Collected data entries
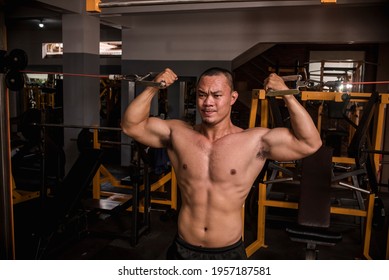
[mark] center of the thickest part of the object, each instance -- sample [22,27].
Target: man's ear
[234,97]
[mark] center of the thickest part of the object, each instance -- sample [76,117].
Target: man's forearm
[139,109]
[303,126]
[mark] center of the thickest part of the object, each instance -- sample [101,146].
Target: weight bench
[313,219]
[59,210]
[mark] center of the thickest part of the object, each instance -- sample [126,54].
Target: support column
[7,237]
[81,95]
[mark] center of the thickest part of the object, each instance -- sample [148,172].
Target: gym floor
[100,236]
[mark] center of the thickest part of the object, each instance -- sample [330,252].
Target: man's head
[215,95]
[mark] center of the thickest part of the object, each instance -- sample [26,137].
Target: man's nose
[208,100]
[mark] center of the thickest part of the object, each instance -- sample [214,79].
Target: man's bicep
[281,145]
[154,133]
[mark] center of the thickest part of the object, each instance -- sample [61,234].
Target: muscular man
[215,161]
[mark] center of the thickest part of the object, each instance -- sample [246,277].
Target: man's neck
[215,132]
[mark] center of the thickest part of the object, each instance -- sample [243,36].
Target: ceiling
[119,13]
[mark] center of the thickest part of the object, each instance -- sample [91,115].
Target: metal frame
[263,202]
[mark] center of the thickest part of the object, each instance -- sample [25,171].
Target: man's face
[215,98]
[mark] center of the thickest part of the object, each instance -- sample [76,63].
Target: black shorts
[181,250]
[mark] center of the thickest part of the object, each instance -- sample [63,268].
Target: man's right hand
[167,77]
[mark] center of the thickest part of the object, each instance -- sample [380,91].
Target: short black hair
[214,71]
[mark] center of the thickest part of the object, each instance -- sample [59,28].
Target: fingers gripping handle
[146,83]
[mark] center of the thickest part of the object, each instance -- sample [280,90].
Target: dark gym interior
[74,187]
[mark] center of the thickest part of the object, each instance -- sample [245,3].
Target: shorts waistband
[189,246]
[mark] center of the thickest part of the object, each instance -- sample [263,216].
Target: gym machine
[366,205]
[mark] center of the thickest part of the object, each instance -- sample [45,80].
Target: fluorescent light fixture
[41,24]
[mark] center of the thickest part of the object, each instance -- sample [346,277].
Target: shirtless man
[215,161]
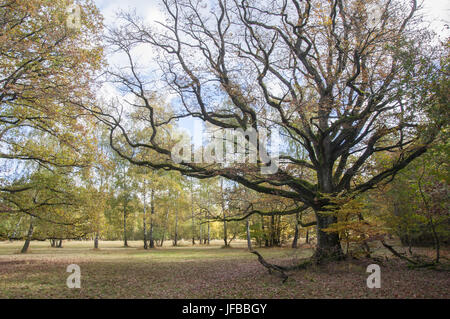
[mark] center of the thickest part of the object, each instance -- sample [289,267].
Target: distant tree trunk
[152,211]
[13,236]
[328,244]
[294,242]
[201,233]
[249,238]
[175,240]
[266,241]
[225,235]
[96,241]
[144,220]
[125,241]
[163,237]
[29,235]
[209,232]
[272,231]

# What this task involves
Write out the full listing verbatim, excluding its pictures.

# Correct answer
[mark] center of the thickest part of the object, each instance -- sample [22,27].
Target: man's ear
[234,97]
[mark] center of the thickest part of the object, each instance -- sample [76,117].
Target: man's forearm
[139,109]
[303,126]
[mark] center of the thickest part of the object, each instance -- sample [101,146].
Target: weight bench
[313,219]
[59,210]
[mark] center of the thickest part of the object, each instance -- sample [126,54].
Target: support column
[7,237]
[81,95]
[mark] center of the thickest part of the object, each instance -- sample [148,172].
Target: gym floor
[100,236]
[mark] center of the thickest part of the object, each instance -- sample [330,252].
Target: man's head
[215,95]
[mark] center of the thickest part of the object, each instance -- sample [26,137].
Target: man's nose
[208,100]
[mark] center of the thickest part of the object, each instance -- sample [214,79].
Target: man's bicep
[281,145]
[154,133]
[mark] center of the thickest part of the object, each instance -- sample [61,234].
Target: muscular man
[215,161]
[mark] center of the thickest part of the object, each instance -- sample [246,277].
Target: man's neck
[215,132]
[mark] center of the thickest part of the object, each instance -- sample [243,36].
Target: ceiling
[119,13]
[mark] center of the thickest part of the object, each instance -- sample [91,115].
Target: metal frame
[263,202]
[mark] center of the thickest part of the object, each instance -- sample [25,171].
Target: man's face
[215,98]
[mark] center of the thickest part of the object, each instance -- sample [76,63].
Target: black shorts
[181,250]
[mark] center of the thickest part of the object, each instance -- sample [63,268].
Target: man's right hand
[167,77]
[mark] center of the thickest part of the object, each instance -- sample [380,91].
Target: short black hair
[214,71]
[mark] center of the thickest part of the object, each instance -- sample [59,28].
Target: fingers gripping handle
[146,83]
[mark] center of the thickest part of the object, each instance -- sample [280,90].
Target: dark gym interior
[74,187]
[mark] center of the thickest part of the object, each instance -- sample [245,3].
Target: shorts waistband
[189,246]
[mark] center of the thickest part of the object, each instance -- sample [263,216].
Target: gym machine
[366,205]
[mark] center of the thickest part of the object, each instance -- sample [45,80].
Target: fluorescent light fixture
[41,24]
[mark] center of the thickest part of the object, each instance -- sample [346,277].
Target: shirtless man
[215,161]
[mark] center of the thickest part of the object, each instance -- sample [289,267].
Target: distant tree trunk
[152,211]
[13,236]
[328,244]
[294,242]
[201,233]
[249,238]
[175,240]
[266,241]
[225,235]
[96,241]
[144,220]
[125,241]
[163,237]
[29,235]
[209,232]
[272,231]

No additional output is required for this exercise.